Set exercise:
Starting at the line containing "Query: rocky outcrop" and ending at the last line of the listing below, convert each line into a Markdown table with two columns, Number (the row number) and Entry (the line). Leave out any blank lines.
------------------------
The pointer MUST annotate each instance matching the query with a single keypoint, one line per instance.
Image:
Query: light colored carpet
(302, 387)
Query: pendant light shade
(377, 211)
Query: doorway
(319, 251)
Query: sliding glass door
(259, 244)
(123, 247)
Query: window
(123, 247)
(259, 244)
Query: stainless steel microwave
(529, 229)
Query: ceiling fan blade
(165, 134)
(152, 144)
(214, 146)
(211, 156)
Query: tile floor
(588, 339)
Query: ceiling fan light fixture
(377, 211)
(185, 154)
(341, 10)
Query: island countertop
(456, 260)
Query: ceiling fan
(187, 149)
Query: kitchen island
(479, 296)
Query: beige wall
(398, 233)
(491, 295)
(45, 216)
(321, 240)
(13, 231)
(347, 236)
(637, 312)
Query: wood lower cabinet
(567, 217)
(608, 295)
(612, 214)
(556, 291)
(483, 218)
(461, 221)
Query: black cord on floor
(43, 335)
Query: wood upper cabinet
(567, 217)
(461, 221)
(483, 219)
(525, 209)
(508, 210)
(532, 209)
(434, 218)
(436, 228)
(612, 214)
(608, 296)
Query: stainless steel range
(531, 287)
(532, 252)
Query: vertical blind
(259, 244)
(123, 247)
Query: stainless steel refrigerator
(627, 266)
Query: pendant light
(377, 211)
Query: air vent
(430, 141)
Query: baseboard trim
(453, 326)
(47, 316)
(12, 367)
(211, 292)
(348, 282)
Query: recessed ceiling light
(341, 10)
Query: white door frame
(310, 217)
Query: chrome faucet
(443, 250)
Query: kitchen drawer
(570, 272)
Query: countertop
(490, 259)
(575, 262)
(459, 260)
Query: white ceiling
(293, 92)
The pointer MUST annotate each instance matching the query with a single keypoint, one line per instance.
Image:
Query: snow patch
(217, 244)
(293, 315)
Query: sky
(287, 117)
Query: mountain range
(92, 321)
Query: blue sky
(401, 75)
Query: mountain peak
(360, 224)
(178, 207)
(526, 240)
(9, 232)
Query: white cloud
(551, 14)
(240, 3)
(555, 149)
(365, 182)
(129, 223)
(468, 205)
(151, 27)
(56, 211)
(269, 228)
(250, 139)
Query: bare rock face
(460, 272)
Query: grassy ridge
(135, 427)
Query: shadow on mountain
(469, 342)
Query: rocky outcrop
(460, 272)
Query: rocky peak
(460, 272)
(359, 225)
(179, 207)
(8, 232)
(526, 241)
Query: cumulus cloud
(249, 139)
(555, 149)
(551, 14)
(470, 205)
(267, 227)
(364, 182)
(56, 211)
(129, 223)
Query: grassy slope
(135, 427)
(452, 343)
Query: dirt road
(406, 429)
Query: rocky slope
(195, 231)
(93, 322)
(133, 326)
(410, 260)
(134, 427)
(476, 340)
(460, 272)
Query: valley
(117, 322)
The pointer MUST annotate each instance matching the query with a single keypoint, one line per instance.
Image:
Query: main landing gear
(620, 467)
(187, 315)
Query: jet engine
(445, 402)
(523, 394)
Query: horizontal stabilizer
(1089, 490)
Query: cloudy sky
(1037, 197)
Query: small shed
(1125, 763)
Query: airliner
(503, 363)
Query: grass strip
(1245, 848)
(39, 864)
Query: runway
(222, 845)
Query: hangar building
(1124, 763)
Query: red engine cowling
------------------------
Exercise answer:
| Number | Entry |
|---|---|
| 1 | Query: rocky outcrop |
| 2 | (460, 272) |
| 3 | Query: rocky peak |
| 4 | (460, 272) |
| 5 | (359, 225) |
| 6 | (179, 207) |
| 7 | (8, 232) |
| 8 | (526, 241) |
| 9 | Query: cumulus cloud |
| 10 | (249, 139) |
| 11 | (555, 149) |
| 12 | (551, 14) |
| 13 | (470, 205) |
| 14 | (267, 227) |
| 15 | (364, 182) |
| 16 | (56, 211) |
| 17 | (129, 223) |
| 18 | Query: grassy slope |
| 19 | (135, 427) |
| 20 | (452, 343) |
| 21 | Query: dirt road |
| 22 | (406, 429) |
| 23 | Query: rocky slope |
| 24 | (195, 231) |
| 25 | (93, 322) |
| 26 | (133, 326) |
| 27 | (410, 260) |
| 28 | (134, 427) |
| 29 | (476, 340) |
| 30 | (460, 272) |
| 31 | Query: valley |
| 32 | (117, 322) |
| 33 | The pointer MUST annotate each instance matching the query with a single keypoint, one line per instance. |
| 34 | Image: |
| 35 | Query: main landing gear |
| 36 | (620, 467) |
| 37 | (187, 315) |
| 38 | Query: jet engine |
| 39 | (445, 402) |
| 40 | (523, 394) |
| 41 | Query: horizontal stabilizer |
| 42 | (1089, 490) |
| 43 | Query: cloudy sky |
| 44 | (1037, 197) |
| 45 | Query: small shed |
| 46 | (1125, 763) |
| 47 | Query: airliner |
| 48 | (503, 363) |
| 49 | Query: grass strip |
| 50 | (1245, 848) |
| 51 | (39, 864) |
| 52 | Query: runway |
| 53 | (222, 845) |
| 54 | Query: hangar building |
| 55 | (1124, 763) |
| 56 | Query: red engine cowling |